_Work to complete:_ Among the entries below, how many lines contain "tight"? Answer with the number only.

*** The records Section Begins ***

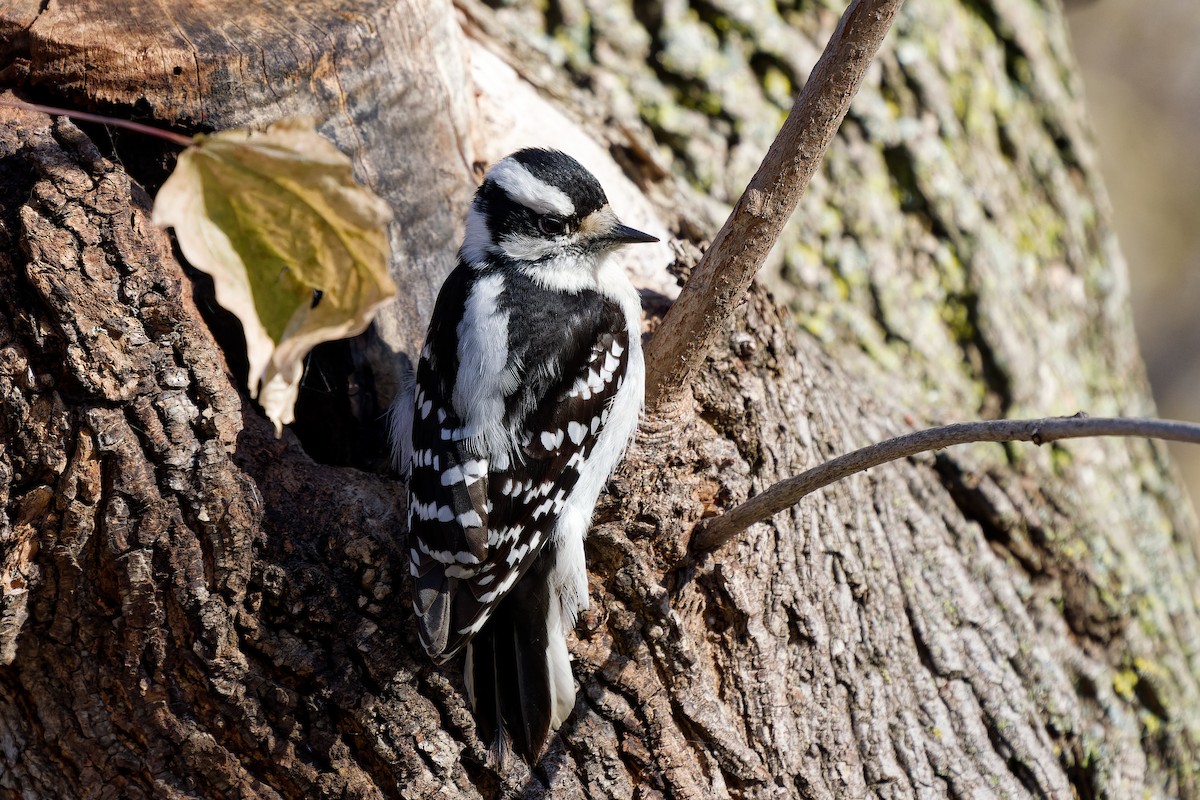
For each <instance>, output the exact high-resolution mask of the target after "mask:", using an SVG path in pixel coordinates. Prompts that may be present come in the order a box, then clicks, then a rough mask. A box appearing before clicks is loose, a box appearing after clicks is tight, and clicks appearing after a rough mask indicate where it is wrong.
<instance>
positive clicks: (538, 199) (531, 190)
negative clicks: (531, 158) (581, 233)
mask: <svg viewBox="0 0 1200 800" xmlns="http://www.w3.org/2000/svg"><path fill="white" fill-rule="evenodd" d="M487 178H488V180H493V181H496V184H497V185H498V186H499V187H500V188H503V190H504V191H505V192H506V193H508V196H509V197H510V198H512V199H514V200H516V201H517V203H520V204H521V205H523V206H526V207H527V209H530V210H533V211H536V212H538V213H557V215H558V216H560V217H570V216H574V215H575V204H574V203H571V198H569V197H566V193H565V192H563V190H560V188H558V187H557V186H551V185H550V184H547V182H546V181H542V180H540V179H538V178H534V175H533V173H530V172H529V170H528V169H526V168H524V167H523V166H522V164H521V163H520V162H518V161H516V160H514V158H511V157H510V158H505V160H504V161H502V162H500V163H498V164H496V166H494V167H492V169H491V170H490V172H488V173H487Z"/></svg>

*** The records Section Ends ***
*** The records Section Begins ***

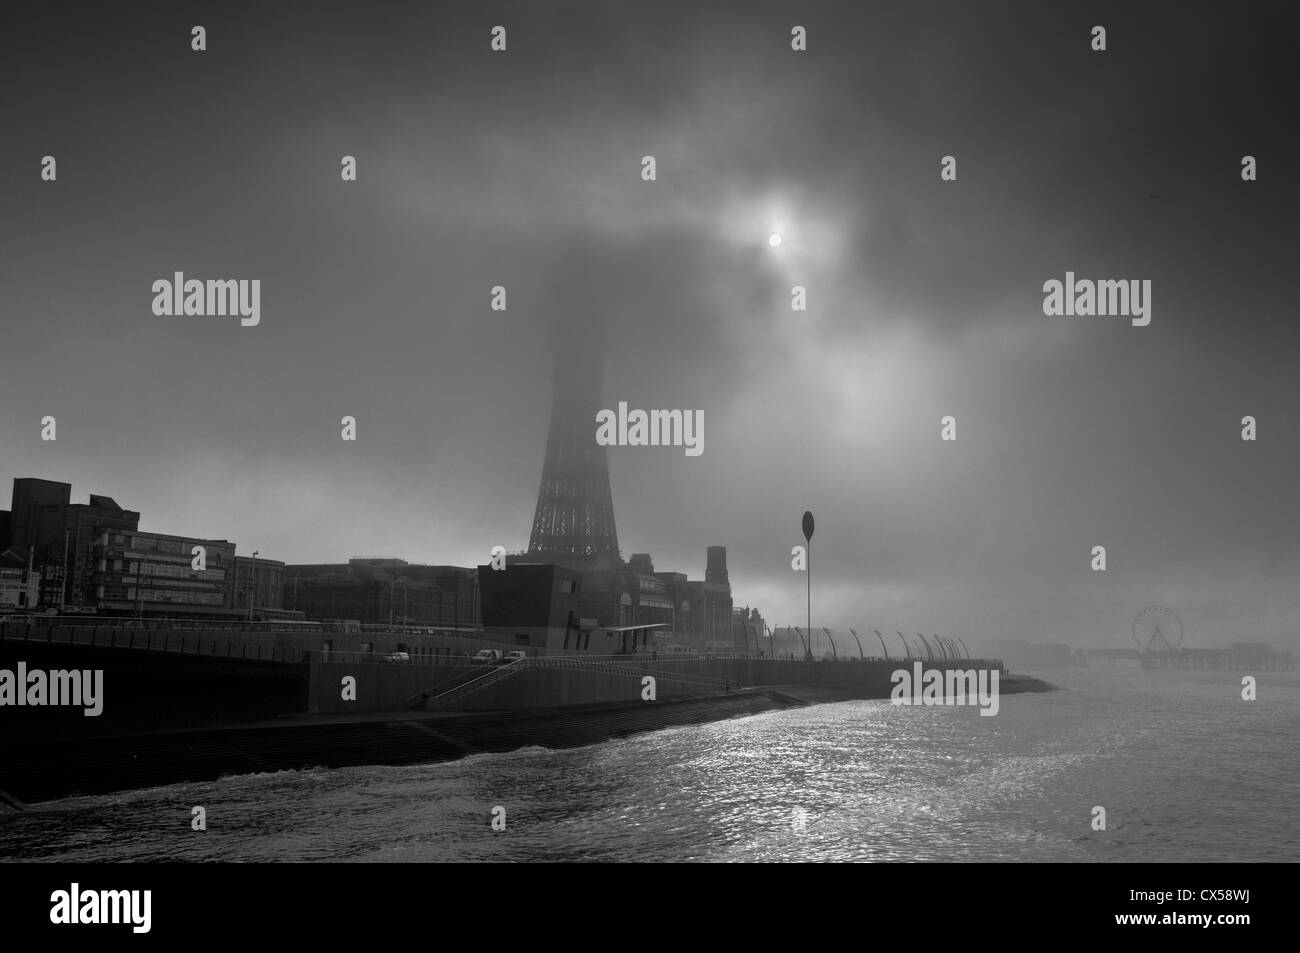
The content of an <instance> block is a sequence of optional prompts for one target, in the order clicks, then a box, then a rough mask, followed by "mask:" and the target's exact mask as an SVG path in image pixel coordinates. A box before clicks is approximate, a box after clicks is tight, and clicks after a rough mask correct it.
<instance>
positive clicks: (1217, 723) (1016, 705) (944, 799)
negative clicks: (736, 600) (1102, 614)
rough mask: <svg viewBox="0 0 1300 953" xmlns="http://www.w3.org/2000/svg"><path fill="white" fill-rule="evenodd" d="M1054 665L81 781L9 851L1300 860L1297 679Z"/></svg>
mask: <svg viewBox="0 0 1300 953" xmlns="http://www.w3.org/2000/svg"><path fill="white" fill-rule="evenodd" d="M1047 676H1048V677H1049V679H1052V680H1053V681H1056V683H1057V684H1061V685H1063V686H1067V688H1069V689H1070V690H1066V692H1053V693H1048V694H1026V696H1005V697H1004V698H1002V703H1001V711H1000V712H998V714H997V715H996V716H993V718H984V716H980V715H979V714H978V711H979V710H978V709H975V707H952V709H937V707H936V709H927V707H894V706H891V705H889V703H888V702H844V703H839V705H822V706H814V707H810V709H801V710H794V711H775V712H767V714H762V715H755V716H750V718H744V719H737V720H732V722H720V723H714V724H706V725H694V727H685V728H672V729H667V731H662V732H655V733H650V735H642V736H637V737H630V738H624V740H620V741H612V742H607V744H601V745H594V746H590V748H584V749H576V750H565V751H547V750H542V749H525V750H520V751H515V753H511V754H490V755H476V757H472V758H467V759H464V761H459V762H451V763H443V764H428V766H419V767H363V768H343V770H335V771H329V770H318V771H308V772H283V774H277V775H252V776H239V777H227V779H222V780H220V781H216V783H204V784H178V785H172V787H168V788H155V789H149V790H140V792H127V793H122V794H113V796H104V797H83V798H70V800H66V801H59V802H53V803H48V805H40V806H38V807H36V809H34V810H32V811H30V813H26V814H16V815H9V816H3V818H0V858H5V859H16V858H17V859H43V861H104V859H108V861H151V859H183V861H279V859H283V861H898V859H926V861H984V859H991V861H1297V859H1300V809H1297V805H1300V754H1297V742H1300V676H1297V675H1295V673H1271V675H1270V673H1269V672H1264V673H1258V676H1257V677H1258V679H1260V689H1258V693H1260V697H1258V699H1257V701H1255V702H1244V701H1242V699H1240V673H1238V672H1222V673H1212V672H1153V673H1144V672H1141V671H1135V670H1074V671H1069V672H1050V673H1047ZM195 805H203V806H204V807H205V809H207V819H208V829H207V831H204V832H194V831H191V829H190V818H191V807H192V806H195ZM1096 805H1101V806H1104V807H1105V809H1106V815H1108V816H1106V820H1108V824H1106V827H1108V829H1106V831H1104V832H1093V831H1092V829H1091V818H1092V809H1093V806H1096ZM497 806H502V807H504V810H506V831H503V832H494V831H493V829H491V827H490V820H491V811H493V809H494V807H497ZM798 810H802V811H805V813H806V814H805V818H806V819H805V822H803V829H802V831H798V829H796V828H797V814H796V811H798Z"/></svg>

*** The records Section Ends ***

_Task output:_ 2